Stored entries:

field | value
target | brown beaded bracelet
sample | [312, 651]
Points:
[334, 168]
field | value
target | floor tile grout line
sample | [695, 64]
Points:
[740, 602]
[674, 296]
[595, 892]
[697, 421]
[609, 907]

WORK ORDER: What's wanted is a faithful copy of each entry above.

RESPONSE TO THIS EXERCISE:
field | value
target | brown beaded bracelet
sample | [312, 651]
Points:
[334, 168]
field | value
target | floor tile grout line
sample | [695, 64]
Points:
[740, 602]
[674, 296]
[595, 892]
[697, 421]
[609, 907]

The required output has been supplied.